**Instruction**
Copy out the listing below word for word, leaving out the pictures.

**The input**
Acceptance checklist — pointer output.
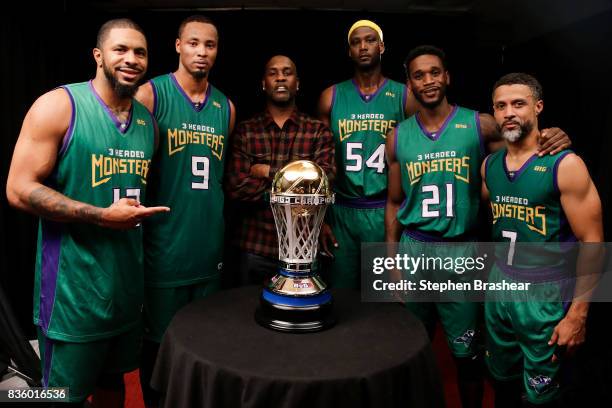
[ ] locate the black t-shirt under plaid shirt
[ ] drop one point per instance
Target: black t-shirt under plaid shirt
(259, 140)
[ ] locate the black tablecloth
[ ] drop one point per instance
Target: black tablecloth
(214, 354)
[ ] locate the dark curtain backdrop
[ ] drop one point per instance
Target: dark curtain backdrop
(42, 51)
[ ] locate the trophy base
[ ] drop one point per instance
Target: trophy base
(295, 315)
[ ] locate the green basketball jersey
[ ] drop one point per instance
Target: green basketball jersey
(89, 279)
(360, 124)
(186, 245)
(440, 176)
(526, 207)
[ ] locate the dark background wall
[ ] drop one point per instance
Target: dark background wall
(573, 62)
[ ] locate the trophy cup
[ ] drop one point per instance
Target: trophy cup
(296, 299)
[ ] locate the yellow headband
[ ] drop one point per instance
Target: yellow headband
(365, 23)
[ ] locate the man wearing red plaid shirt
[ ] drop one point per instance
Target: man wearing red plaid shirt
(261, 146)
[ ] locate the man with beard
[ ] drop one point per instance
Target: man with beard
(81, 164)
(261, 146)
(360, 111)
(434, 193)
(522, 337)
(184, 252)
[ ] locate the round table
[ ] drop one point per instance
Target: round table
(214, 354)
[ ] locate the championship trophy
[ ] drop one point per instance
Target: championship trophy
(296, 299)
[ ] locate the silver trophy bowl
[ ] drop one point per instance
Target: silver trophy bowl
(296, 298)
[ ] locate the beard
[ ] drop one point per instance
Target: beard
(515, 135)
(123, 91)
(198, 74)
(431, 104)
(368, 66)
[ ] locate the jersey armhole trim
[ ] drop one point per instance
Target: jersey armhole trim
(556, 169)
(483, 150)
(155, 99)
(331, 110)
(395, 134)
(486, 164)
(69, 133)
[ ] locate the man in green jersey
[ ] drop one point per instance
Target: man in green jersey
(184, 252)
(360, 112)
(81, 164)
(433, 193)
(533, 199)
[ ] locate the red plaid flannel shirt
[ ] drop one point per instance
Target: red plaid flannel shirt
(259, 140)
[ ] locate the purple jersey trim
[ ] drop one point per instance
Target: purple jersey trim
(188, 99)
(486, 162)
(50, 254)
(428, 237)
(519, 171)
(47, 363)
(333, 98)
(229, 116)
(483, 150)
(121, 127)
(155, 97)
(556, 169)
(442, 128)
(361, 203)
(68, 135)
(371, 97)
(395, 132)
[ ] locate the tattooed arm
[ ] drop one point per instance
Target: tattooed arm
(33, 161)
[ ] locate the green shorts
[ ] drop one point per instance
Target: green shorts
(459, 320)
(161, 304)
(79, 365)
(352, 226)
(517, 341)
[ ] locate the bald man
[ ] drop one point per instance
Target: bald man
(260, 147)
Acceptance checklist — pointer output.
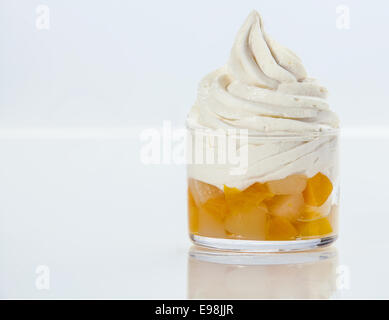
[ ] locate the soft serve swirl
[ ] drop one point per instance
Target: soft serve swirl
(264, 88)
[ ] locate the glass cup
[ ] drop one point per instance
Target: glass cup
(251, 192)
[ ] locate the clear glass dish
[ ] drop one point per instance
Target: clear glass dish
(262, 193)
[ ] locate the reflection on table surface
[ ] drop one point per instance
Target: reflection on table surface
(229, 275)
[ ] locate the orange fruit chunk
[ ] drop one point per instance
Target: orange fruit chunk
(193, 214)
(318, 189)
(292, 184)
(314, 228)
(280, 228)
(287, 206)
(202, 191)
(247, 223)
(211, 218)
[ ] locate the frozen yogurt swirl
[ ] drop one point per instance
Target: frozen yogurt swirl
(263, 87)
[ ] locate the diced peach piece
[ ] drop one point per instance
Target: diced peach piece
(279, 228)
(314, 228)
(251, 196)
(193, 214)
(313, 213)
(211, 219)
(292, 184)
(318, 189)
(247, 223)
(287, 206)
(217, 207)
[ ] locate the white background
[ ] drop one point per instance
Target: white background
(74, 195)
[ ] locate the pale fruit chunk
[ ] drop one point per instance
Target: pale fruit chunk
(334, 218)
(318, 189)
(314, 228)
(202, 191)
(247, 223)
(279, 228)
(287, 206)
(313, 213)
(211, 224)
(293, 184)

**Exercise answer**
Acceptance checklist — pointer output.
[ ] locate the black t-shirt under plaid shirt
[ ] drop one point per instance
Target: black t-shirt under plaid shirt
(259, 140)
[ ] locate the black tablecloth
[ ] drop one point per instance
Target: black tablecloth
(214, 354)
[ ] locate the dark curtain backdrop
[ ] drop one point per instance
Target: dark curtain backdrop
(42, 51)
[ ] locate the trophy base
[ ] drop one point per instance
Target: trophy base
(295, 315)
[ ] locate the green basketball jersey
[ ] drop one point per instance
Target: green basketball jersey
(89, 279)
(360, 124)
(186, 245)
(440, 176)
(526, 207)
[ ] locate the dark background wall
[ ] drop one point per instance
Target: dark background wall
(573, 62)
[ ] locate the trophy cup
[ ] drop one point per instance
Target: trophy cup
(296, 299)
[ ] locate the yellow headband
[ ] drop one point per instance
Target: yellow headband
(365, 23)
[ ] locate the man wearing red plaid shirt
[ ] drop one point per instance
Target: man wearing red plaid shirt
(261, 146)
[ ] locate the man with beard
[ ] drop one point per instance
Target: man with beard
(81, 164)
(261, 146)
(360, 111)
(434, 193)
(522, 337)
(184, 252)
[ ] locate the round table
[ ] drop one point per instance
Target: round table
(214, 354)
[ ] locate the championship trophy
[ ] drop one point per instance
Target: championship trophy
(296, 299)
[ ] locate the silver trophy bowl
[ ] drop one point per instance
Target: silver trophy bowl
(296, 298)
[ ] locate the beard
[ ] drop one point per instance
Target: beard
(515, 135)
(123, 91)
(198, 74)
(431, 104)
(368, 66)
[ ] locate the jersey armhole trim
[ ] drop one point per instance
Target: jersey armhole trim
(556, 169)
(483, 150)
(155, 99)
(331, 110)
(395, 134)
(486, 164)
(69, 133)
[ ] locate the man in green jersey
[ ] drop one point per instance
Target: man in green jersey
(184, 252)
(360, 112)
(81, 164)
(433, 193)
(533, 199)
[ ] locate the red plaid flannel shirt
[ ] drop one point per instance
Target: red plaid flannel shirt
(259, 140)
[ ] locate the purple jersey trim
[ ] drop one point per instance
Target: purple jersey trim
(188, 99)
(486, 162)
(50, 254)
(428, 237)
(519, 171)
(47, 363)
(333, 98)
(229, 116)
(483, 150)
(121, 127)
(155, 97)
(556, 169)
(442, 128)
(361, 203)
(68, 135)
(371, 97)
(395, 132)
[ ] locate the tattooed arm
[ ] drop one point per instance
Target: tattooed arm
(33, 161)
[ ] locate the green shorts
[ ] drop one point per instance
Target: green shorts
(459, 320)
(161, 304)
(79, 365)
(352, 226)
(517, 341)
[ ] locate the bald man
[ ] drop one point per instance
Target: bald man
(260, 147)
Acceptance checklist — pointer output.
[ ] locate the soft serve swirl
[ ] drop one point per instance
Target: soft serve swirl
(264, 88)
[ ] locate the glass cup
[ ] drop one point per instance
Target: glass cup
(251, 192)
[ ] locate the clear glass dish
[ ] drop one point per instance
Target: clear glass dish
(262, 193)
[ ] locate the reflection on table surface
[ ] drop one point per instance
Target: reflection on table surface
(229, 275)
[ ] locate the orange fruit chunk
[ ] drop one point per instance
Target: orange fruit chunk
(193, 214)
(318, 189)
(292, 184)
(314, 228)
(280, 228)
(287, 206)
(202, 191)
(247, 223)
(211, 218)
[ ] locate the frozen yogurt swirl
[ ] drop one point per instance
Target: frozen yogurt swirl
(263, 87)
[ ] locate the diced peach piece
[ ] drop one point per instance
Target: diced peach piece
(279, 228)
(314, 228)
(251, 196)
(193, 214)
(313, 213)
(211, 219)
(292, 184)
(318, 189)
(247, 223)
(287, 206)
(217, 207)
[ ] locate the white background
[ ] drop one point per instance
Target: white background
(74, 195)
[ ] locate the pale fruit chunk
[ ] drop one point per instance
Target: pale fruit chunk
(334, 218)
(318, 189)
(314, 228)
(202, 191)
(247, 223)
(279, 228)
(287, 206)
(313, 213)
(211, 224)
(293, 184)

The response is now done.